Selected passage:
Posted by M. C. on October 2, 2019

For progressives, a legal minimum wage had the useful property of sorting the unfit, who would lose their jobs, from the deserving workers, who would retain their jobs. Royal Meeker, a Princeton economist who served as Woodrow Wilson’s U.S. Commissioner of Labor, opposed a proposal to subsidize the wages of poor workers for this reason. Meeker preferred a wage floor because it would disemploy unfit workers and thereby enable their culling from the work force.

https://mises.org/wire/eugenics-and-racist-underbelly-american-left

The New York Times has created a huge stir with its 1619 Project , which claims that the real founding of the United States was not the American Revolution, but rather slavery and racism. One might mistake the concept as one that said America’s political founders did not hold enlightened racial views, but still helped to create a country with the kind of ideals that finally led to the end of slavery and even undercut racism itself. After all, during the Civil Rights Era, Martin Luther King, Jr., himself appealed to founding documents such as the Declaration of Independence and the Bill of Rights in urging Americans to “live up to the ideals” of the nation.

Requirements:
A. Rewrite the rows as a numbered list, starting at the line that contains "If you could mark the rocky" and ending with the last of the rows, and leave out any blank lines.
B. Continue the passage on the 1619 Project from the point where it stops.

Material to process:
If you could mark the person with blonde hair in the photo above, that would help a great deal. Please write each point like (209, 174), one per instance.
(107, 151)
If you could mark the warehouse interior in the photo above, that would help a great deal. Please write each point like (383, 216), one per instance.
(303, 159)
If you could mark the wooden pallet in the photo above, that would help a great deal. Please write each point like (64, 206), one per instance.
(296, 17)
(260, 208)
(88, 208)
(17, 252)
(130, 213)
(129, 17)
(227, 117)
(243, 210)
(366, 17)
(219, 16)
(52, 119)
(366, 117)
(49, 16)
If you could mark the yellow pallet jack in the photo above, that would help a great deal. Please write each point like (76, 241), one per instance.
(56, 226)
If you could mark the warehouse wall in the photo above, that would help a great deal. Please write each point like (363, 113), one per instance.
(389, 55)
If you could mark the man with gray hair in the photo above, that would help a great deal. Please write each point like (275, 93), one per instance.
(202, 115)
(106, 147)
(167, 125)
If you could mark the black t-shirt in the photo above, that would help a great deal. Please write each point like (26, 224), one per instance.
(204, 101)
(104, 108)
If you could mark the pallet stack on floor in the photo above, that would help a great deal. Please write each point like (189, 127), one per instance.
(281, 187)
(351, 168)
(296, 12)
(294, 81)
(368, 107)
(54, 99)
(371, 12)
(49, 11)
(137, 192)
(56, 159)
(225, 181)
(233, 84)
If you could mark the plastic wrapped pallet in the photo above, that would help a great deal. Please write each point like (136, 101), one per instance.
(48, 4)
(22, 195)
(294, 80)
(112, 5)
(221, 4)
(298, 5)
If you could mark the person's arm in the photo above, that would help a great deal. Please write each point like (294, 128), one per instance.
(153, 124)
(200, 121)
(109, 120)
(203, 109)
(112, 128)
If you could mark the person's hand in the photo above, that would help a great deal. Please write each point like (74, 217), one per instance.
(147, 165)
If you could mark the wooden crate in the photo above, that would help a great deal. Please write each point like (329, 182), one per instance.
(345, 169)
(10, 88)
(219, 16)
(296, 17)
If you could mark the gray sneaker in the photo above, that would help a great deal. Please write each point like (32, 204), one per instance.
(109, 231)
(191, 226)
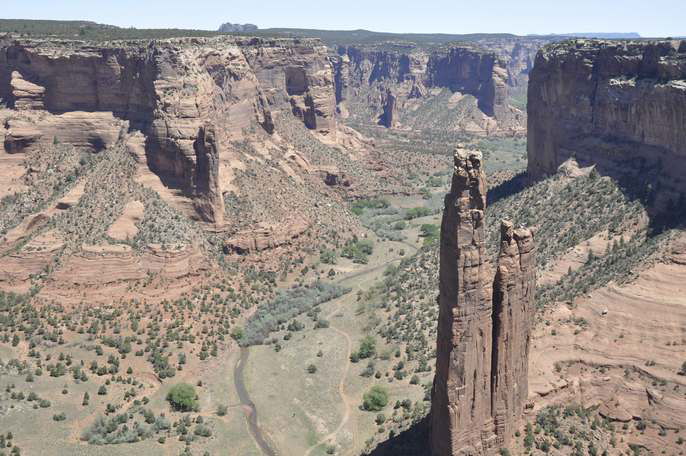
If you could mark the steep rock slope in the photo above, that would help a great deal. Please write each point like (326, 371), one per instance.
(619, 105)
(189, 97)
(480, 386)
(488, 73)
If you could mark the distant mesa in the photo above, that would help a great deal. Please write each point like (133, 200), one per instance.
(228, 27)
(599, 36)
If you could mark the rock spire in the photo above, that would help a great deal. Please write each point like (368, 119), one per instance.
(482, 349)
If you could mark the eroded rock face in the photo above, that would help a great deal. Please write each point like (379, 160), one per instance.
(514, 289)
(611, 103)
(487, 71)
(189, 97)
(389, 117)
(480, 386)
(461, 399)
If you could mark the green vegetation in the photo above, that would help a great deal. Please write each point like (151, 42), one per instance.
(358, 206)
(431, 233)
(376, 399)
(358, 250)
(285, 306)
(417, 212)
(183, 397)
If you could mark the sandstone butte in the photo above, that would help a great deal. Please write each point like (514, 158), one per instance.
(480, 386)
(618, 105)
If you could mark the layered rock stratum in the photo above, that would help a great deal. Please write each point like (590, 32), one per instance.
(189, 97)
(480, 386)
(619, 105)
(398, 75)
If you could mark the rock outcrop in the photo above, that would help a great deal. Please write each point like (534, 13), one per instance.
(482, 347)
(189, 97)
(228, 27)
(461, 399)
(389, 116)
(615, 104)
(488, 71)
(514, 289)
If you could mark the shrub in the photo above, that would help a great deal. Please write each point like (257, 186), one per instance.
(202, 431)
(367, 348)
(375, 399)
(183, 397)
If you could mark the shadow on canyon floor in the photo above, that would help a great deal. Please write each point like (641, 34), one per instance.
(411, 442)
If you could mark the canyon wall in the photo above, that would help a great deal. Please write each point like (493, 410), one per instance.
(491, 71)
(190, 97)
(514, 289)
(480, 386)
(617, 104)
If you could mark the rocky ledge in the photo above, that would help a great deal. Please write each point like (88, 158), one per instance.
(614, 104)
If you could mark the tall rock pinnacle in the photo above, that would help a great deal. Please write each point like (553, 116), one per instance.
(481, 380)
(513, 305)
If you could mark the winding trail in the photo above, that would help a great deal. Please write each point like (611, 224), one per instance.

Solved problems:
A.
1. If you could mark the rocky ledge in the photo above, that would help a great deal. Please write each point like (88, 158), one per instance.
2. (614, 104)
3. If you could mark the tall rock pinnacle in the photo above, that would help a great deal. Please write each point like (553, 116), one per instance.
4. (481, 380)
5. (513, 305)
6. If you could mark the winding trail in the photo above, that would help a great deal. Please write each point like (611, 224), one per instance.

B.
Instead, the NYT, using academics that represent the New History of Capitalism viewpoint, is claiming that racism, brutality, and slavery were the basis of the founding of the country. This is not a case of saying that the founders were racist, but rather that the legal, social, and economic foundations of the USA were racism. Capitalism in this country, the NHC and NYT allege, came about because of slavery, and that everything related to capitalism here exists solely from slavery. Without slavery, the United States as we know it would not exist.

Double-entry bookkeeping and modern accounting methods? Forget their origins in late Medieval Italy; they were developed on the slave plantation to further the institution of slavery. Modern human resources management did not come about in the late 1800s as a way improve workplace productivity and improve worker welfare. No, human resources was born on the southern slavery plantation and without the institution of slavery, it never would have existed.

Although a number of economists and historians such as Phil Magness, Robert Murphy, and others have effectively contradicted the NYT accounts, American progressives simply are accepting the slavery-as-fundamental-to-American-capitalism as true on its face. Sojourners, for example, declared that the only reason one could disagree with the NYT narratives was racism on behalf of those taking issue with these accounts. Thus, even people who agree that slavery was immoral but question the NYT narrative do so because they are racists who “fear black power.”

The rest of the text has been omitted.